* Required task
Which lines hold the string "points"? Report every one of them in full.

== Input records

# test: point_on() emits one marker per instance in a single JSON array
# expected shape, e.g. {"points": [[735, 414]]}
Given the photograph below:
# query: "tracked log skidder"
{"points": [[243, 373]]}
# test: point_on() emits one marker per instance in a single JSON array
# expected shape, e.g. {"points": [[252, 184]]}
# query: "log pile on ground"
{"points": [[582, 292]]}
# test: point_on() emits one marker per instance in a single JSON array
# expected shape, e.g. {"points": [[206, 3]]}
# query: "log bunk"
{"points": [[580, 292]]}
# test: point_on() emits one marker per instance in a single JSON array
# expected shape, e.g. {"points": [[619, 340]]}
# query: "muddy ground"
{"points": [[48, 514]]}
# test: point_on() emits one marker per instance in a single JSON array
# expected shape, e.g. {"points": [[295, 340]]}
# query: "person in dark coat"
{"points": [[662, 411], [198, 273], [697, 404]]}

====
== Input records

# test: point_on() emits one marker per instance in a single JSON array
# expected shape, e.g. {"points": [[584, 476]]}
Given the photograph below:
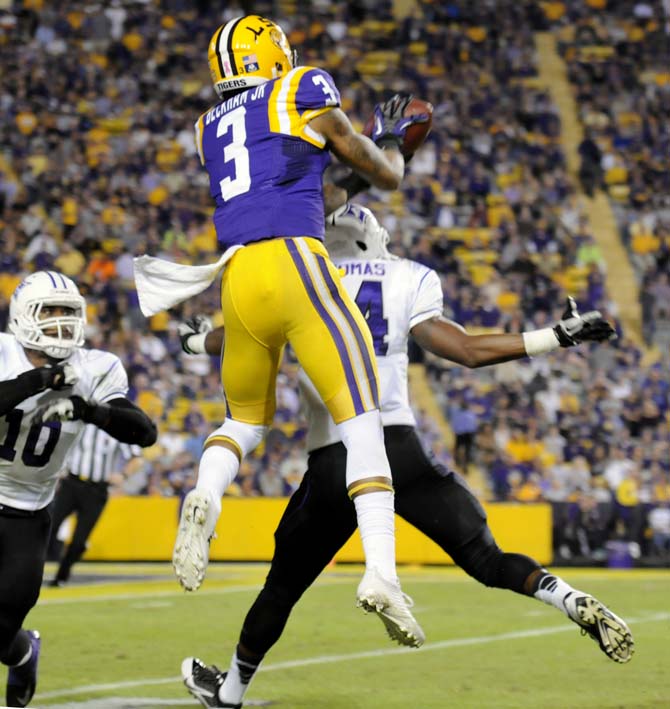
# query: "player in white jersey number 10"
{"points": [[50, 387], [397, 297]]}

====

* Output for this exercise
# expected shape, e.g. {"points": [[735, 414]]}
{"points": [[243, 373]]}
# expected shape, e.g. {"points": [[252, 184]]}
{"points": [[582, 292]]}
# expected shape, e.g. {"points": [[206, 3]]}
{"points": [[580, 292]]}
# expected shape, e.g. {"points": [[619, 340]]}
{"points": [[48, 514]]}
# expected shape, e.g. {"points": [[295, 340]]}
{"points": [[662, 411], [198, 273], [697, 404]]}
# expected shape, e.g. {"points": [[584, 476]]}
{"points": [[50, 387], [397, 297]]}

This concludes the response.